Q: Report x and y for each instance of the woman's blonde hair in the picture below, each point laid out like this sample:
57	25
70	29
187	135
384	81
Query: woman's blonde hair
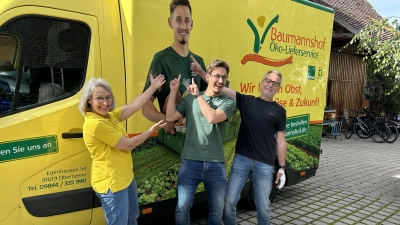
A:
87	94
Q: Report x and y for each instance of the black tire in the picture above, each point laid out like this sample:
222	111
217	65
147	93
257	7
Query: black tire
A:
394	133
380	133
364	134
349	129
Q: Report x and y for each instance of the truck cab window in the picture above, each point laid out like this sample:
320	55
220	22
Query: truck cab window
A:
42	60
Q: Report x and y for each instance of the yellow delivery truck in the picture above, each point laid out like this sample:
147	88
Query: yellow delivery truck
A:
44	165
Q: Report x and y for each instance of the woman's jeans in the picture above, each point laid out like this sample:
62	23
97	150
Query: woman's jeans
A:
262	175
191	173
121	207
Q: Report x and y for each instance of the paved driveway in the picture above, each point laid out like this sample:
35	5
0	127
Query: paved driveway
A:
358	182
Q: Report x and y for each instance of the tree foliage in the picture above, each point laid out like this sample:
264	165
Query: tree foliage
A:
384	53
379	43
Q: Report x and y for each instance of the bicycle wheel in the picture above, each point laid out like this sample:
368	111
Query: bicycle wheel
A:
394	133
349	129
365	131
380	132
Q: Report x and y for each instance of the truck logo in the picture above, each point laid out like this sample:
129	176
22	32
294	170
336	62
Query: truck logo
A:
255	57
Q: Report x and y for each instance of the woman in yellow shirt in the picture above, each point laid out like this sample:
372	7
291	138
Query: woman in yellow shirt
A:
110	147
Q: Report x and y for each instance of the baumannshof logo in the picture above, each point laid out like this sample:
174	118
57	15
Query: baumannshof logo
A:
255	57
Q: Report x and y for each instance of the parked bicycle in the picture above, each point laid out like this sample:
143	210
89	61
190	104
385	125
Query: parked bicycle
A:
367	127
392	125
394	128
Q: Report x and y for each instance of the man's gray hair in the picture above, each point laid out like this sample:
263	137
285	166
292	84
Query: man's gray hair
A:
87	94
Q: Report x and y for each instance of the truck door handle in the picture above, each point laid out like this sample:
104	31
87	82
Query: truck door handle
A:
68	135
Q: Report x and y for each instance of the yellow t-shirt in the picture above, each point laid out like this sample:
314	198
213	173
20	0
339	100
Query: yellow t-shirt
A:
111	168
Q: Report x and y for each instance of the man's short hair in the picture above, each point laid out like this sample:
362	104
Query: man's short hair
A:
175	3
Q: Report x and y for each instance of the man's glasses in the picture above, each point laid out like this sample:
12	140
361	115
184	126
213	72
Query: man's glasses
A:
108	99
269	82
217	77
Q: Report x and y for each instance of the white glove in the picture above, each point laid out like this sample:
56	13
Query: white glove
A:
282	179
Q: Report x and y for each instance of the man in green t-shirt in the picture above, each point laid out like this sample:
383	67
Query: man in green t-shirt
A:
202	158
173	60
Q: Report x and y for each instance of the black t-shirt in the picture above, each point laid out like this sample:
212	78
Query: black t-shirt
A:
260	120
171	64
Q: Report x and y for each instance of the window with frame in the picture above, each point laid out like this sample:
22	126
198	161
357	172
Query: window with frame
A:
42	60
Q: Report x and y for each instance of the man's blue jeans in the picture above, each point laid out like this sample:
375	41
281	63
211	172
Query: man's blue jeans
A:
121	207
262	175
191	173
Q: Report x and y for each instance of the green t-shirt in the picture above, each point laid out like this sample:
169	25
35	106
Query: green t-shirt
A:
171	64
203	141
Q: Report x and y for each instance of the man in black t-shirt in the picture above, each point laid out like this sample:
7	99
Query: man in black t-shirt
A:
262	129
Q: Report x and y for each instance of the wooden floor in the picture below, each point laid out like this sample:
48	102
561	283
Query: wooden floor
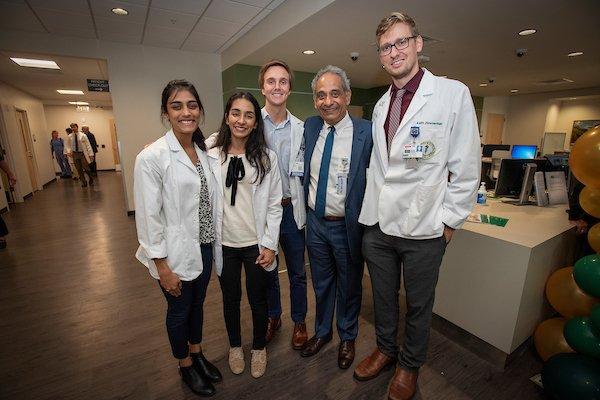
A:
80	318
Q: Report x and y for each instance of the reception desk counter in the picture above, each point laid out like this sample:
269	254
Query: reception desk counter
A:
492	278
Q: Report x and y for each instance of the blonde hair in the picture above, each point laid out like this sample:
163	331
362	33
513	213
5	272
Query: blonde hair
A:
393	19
==
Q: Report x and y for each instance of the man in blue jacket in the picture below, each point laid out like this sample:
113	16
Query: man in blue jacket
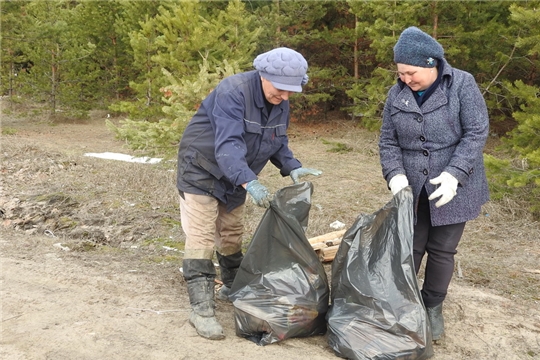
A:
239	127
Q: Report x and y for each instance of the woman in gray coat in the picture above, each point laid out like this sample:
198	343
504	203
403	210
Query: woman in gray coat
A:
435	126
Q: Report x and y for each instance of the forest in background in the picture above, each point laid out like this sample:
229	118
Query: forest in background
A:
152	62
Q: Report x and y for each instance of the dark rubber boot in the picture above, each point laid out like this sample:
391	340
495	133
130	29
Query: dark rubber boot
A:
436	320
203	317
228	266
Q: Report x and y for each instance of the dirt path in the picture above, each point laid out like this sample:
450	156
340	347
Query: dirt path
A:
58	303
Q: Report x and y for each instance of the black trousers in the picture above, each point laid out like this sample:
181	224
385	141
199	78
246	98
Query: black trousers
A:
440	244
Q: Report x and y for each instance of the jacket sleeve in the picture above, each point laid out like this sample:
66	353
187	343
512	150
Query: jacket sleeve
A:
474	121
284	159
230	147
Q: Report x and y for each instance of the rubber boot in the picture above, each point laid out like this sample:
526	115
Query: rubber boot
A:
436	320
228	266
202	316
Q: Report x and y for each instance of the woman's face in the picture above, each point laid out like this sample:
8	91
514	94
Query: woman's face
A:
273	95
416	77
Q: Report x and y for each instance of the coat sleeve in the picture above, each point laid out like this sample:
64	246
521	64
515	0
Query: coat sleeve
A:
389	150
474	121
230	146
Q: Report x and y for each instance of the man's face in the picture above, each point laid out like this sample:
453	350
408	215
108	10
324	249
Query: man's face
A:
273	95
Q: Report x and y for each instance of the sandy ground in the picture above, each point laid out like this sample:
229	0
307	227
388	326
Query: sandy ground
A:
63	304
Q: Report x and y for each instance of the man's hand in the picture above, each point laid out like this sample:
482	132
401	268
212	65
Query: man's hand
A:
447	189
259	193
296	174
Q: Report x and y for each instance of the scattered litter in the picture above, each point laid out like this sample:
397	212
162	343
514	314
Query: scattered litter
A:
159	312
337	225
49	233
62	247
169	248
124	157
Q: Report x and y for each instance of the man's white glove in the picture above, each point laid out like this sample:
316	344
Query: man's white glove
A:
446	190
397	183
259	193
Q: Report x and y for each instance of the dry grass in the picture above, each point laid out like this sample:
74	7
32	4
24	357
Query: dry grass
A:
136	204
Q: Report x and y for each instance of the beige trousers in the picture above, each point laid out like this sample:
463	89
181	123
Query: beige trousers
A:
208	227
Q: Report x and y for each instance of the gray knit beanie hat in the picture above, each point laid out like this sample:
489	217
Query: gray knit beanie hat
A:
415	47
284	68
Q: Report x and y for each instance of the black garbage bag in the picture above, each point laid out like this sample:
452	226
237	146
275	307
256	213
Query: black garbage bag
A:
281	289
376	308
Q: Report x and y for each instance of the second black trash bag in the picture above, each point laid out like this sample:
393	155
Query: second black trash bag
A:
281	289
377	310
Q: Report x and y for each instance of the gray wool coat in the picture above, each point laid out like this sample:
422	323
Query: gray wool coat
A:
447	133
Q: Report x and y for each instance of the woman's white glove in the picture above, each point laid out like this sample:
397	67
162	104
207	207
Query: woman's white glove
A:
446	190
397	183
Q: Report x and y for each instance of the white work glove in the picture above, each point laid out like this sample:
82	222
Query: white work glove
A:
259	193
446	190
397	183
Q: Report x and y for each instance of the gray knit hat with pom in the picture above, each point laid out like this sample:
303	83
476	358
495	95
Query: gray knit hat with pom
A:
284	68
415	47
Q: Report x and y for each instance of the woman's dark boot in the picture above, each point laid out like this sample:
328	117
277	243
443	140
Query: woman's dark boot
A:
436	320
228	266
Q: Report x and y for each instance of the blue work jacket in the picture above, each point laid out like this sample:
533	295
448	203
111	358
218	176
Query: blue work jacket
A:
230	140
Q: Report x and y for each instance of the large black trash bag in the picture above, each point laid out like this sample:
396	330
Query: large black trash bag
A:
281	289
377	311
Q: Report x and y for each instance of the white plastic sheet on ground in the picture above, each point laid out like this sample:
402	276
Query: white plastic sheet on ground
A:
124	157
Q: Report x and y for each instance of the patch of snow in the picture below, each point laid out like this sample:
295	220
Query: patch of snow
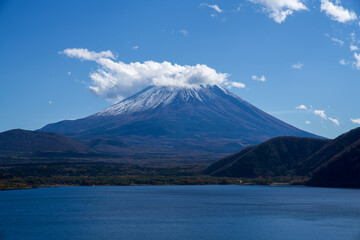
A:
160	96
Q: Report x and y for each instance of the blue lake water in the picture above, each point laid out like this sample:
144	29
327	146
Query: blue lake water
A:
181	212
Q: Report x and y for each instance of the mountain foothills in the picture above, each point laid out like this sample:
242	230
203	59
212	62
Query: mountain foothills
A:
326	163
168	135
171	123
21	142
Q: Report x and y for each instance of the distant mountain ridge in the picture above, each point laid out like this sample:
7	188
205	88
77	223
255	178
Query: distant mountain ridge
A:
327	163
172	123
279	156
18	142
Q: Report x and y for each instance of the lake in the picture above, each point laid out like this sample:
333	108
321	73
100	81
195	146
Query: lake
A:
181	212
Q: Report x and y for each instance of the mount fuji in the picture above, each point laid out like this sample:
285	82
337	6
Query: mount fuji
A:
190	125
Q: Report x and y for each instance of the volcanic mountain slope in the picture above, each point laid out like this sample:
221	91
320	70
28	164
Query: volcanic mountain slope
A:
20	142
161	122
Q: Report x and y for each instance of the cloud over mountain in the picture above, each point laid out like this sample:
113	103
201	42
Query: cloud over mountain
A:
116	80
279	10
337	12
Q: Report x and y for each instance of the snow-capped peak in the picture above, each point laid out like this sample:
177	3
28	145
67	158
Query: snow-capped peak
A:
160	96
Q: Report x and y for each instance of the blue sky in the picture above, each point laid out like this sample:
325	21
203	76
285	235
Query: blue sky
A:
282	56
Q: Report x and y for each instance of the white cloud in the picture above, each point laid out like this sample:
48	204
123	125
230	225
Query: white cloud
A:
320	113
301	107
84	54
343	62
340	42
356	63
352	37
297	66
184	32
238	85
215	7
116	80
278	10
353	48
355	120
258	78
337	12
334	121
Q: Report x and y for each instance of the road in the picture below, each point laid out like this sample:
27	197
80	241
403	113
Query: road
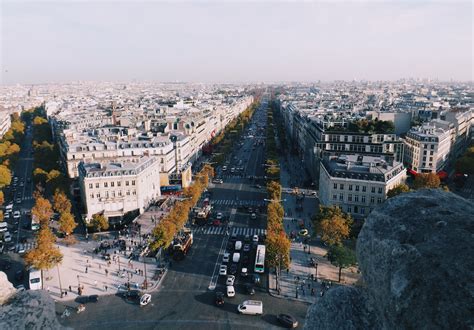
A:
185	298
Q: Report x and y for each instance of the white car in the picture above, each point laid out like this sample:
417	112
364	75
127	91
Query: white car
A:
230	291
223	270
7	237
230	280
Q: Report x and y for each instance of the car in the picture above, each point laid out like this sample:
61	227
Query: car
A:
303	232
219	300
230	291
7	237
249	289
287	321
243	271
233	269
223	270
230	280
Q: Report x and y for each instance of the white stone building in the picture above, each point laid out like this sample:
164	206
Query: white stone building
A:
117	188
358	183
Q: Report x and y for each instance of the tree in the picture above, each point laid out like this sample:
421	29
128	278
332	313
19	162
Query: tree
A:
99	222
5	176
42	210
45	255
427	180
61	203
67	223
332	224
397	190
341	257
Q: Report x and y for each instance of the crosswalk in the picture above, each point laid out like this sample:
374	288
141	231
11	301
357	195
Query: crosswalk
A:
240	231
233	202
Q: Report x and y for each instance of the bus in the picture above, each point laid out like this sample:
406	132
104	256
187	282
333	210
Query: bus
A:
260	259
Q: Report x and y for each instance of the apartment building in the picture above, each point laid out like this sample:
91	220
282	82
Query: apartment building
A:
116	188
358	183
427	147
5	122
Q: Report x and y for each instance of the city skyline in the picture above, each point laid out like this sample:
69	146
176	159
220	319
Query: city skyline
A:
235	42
==
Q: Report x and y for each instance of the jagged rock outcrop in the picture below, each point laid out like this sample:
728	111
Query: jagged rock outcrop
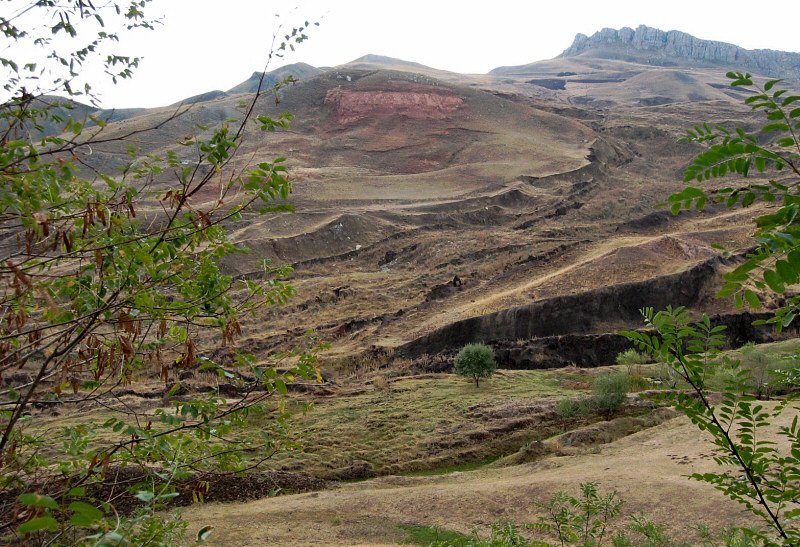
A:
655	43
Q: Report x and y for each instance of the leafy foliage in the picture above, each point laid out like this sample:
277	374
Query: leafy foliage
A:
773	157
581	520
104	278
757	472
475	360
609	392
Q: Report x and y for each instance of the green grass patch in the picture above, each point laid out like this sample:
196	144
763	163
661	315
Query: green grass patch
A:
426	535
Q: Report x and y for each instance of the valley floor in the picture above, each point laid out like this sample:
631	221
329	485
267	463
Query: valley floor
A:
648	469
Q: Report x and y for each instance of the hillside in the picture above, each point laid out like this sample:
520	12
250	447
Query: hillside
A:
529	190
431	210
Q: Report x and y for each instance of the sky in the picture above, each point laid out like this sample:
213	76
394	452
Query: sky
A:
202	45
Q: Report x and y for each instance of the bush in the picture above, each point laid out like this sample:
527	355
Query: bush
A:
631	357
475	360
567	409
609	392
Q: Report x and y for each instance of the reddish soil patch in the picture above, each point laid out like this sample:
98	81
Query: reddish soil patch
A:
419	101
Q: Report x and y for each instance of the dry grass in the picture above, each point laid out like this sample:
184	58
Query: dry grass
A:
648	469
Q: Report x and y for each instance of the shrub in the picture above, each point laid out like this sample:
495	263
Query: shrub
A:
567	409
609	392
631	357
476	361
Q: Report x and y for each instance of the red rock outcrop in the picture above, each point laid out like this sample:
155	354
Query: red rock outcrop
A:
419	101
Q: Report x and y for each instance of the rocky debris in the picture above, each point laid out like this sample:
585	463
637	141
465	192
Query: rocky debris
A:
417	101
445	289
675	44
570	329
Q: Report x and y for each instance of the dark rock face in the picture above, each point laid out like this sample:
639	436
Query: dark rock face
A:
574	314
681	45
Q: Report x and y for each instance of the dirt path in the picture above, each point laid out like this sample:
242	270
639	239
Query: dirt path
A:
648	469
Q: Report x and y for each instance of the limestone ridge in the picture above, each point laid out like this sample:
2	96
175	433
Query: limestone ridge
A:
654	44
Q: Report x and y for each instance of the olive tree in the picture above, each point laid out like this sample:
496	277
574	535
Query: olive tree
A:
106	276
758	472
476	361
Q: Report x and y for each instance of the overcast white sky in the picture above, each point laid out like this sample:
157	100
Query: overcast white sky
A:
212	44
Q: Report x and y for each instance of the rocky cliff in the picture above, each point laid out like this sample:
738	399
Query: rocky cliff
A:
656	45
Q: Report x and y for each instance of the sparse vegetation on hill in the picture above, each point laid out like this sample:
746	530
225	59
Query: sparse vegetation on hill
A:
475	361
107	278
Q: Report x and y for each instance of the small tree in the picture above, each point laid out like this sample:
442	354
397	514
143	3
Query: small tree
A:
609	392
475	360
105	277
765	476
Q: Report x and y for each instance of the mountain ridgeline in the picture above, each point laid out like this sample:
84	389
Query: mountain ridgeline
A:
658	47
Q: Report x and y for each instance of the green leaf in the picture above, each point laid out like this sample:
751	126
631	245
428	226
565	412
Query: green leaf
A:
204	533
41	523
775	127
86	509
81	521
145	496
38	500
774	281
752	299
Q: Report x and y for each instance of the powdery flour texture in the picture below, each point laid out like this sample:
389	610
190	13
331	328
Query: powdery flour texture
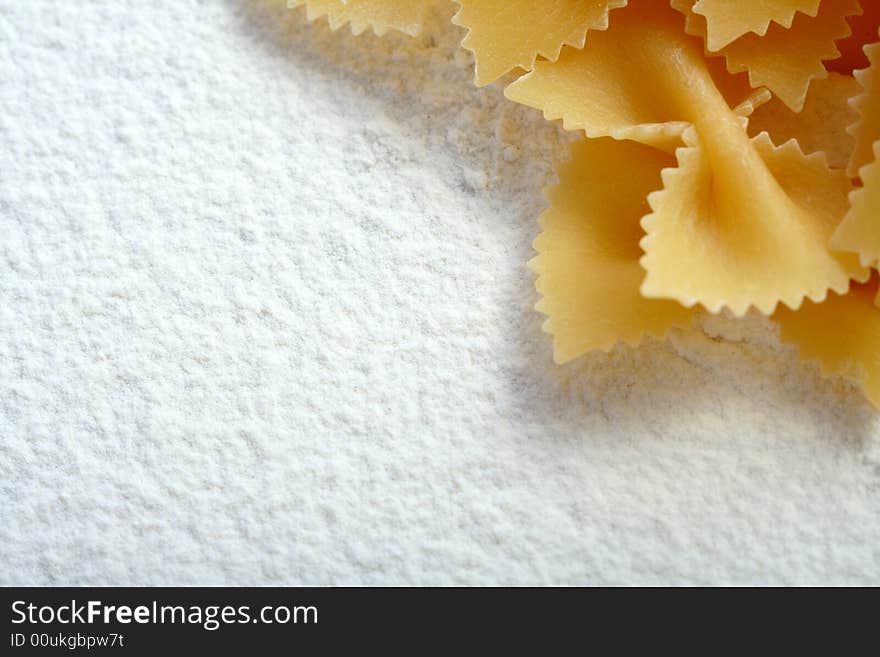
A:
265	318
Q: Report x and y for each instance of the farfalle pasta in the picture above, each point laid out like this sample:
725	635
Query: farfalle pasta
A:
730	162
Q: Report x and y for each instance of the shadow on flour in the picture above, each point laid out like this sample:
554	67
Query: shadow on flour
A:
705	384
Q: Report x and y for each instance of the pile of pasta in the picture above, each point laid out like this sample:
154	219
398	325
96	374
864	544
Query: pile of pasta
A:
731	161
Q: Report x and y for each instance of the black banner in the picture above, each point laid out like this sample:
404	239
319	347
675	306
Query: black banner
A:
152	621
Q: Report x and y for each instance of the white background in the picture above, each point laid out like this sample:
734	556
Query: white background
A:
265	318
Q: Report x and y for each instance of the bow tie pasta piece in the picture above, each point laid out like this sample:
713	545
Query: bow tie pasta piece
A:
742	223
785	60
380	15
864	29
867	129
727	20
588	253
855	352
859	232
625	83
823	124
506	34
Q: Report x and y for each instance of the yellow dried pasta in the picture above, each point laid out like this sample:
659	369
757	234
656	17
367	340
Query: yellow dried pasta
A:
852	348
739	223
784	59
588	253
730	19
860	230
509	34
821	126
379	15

> _Exercise directions_: Pull every line containing the word "farfalle" out of the listing.

> _Solution to the exercise_:
Q: Report x and y for each instance of the farfalle pasta in the picture above, each point laid out like this sample:
Query: farfalle pasta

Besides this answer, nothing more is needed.